__Short task 1__. Reproduce the entries word for word, everything from the line containing "of the white" down to the final line of the entries.

__Reading passage__.
Monday, December 2, 2019

NON-CITIZEN VOTING PUSH BEGINS TO SPREAD


CALIFORNIA FOCUS
FOR RELEASE: TUESDAY, DECEMBER 17, 2019 OR THEREAFTER


BY THOMAS D. ELIAS
     “NON-CITIZEN VOTING PUSH BEGINS TO SPREAD”


          It was only a matter of time before the idea of allowing non-citizens to vote in some local elections spread from San Francisco to other locales just as sympathetic to immigrants, legal or not.


          So it was no surprise when the Los Angeles Unified
School District the other day began discussing whether to grant voting rights in school board elections to all parents and legal guardians of the more than 730,000 pupils in the nation’s second largest district.


          Neither San Francisco nor Los Angeles officials appear fazed by President Trump’s years of griping – without any proof – that undocumented immigrants regularly vote in American elections, often in big enough numbers to change the outcomes.


          He has claimed since 2016 that his 3.1 million-vote national deficit came entirely from droves of illegals casting ballots.


          But the commission he appointed to verify this rationalization found hardly any, and he disbanded it in early 2018.


          Still, all Trump had to do last year was look at San Francisco if he really wanted to see non-citizens at the polls. Not many, but some.


          It was possible for more than 1,000 (no one knows the exact number, but that’s a frequent estimate) illegal immigrant parents to register and vote in last year’s school board election there. But only 42 actually registered and even fewer voted.


          This happened because federal law allows noncitizens to vote in state or local elections, even though no state election had seen noncitizens vote legally since Arkansas became the last state to ban the practice in 1926. Before then, many states, cities and counties allowed noncitizens to vote in all elections except federal ones. The thinking was that if you live here, you have a stake in public affairs. Voting was tied to where people lived, not birthplace or nationality.


          Anti-immigrant feeling almost completely ended that practice, and it remained extremely uncommon until San Francisco voters okayed it via the local 2016 Proposition N. Chicago and several small cities in Maryland also allow noncitizens to vote in school board elections.



          For the practice to begin in Los Angeles, voters there would also have to pass a ballot measure – and they might. That city was one of the earliest to declare itself a sanctuary for undocumented immigrants. Local authorities still refuse to assist federal immigration agents in apprehending all but the most violent illegal immigrant criminals.


          For sure, Los Angeles voters could be certain that far more noncitizens would register in their district than San Francisco’s. One reason: The Los Angeles district is 15 times larger than its northerly counterpart.

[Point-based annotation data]
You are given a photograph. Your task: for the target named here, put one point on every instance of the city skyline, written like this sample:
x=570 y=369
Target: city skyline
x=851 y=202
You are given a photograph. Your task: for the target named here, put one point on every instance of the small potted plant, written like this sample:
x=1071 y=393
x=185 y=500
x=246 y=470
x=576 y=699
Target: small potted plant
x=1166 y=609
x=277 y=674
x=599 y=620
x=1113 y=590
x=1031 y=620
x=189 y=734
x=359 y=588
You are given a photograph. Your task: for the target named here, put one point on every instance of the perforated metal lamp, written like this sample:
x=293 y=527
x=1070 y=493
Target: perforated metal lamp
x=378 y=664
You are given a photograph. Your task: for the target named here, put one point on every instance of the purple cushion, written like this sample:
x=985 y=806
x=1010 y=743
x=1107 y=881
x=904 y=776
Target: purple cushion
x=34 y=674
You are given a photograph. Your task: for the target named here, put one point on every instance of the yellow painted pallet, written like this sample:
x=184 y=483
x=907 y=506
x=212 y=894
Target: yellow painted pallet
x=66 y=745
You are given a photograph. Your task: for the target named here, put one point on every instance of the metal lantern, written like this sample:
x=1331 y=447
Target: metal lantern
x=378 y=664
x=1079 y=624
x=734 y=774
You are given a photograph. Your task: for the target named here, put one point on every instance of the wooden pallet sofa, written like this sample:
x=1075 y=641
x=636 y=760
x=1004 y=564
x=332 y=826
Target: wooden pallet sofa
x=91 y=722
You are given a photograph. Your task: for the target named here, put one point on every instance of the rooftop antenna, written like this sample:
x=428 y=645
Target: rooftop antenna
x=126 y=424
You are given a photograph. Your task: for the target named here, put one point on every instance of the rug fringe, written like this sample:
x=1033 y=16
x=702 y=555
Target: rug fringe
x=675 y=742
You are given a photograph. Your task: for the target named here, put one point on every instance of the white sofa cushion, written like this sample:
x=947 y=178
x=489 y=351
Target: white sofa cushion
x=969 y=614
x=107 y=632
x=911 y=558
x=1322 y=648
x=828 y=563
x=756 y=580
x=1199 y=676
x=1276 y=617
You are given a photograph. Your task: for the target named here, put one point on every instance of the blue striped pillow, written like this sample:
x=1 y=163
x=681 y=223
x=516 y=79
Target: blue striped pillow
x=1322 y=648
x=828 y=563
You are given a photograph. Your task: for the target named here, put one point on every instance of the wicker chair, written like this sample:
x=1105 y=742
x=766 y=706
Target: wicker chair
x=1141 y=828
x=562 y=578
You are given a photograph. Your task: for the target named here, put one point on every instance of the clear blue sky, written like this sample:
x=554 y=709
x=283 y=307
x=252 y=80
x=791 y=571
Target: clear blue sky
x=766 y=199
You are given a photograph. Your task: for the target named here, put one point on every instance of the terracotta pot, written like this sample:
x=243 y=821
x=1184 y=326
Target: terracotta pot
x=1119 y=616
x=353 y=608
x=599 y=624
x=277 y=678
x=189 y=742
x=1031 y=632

__Short task 2__. According to the column on non-citizen voting, in what year did Arkansas become the last state to ban noncitizens from voting?

__Written reply 1__.
You are given a photograph. Your task: for the target named here, put one point on every instance of the white sofa cushion, written like this sample:
x=947 y=178
x=489 y=351
Target: white sofa cushion
x=969 y=614
x=107 y=632
x=911 y=558
x=1322 y=648
x=828 y=563
x=756 y=580
x=1199 y=676
x=1276 y=617
You are given a photograph. Your task: for the target named here, put one point on every instance of the blue striped pillow, written like this sample:
x=1 y=163
x=681 y=223
x=516 y=79
Target: blue striped pillow
x=1322 y=648
x=828 y=563
You are given a photograph. Your task: for the target named here, put one point on every instance of the wicker chair, written like this sample:
x=1105 y=742
x=766 y=706
Target: wicker chair
x=1141 y=828
x=562 y=578
You are given a photograph. Your task: for the target named here, put one point on every instance of the clear blue sky, written like this sample:
x=554 y=709
x=283 y=307
x=252 y=80
x=791 y=571
Target: clear blue sky
x=766 y=199
You are given a photograph. Your task: for the target named here, put one point on every instance of the terracotta pot, written like this sample:
x=243 y=821
x=1184 y=326
Target: terracotta pot
x=1119 y=616
x=353 y=608
x=599 y=624
x=277 y=678
x=189 y=742
x=1031 y=632

__Written reply 2__. 1926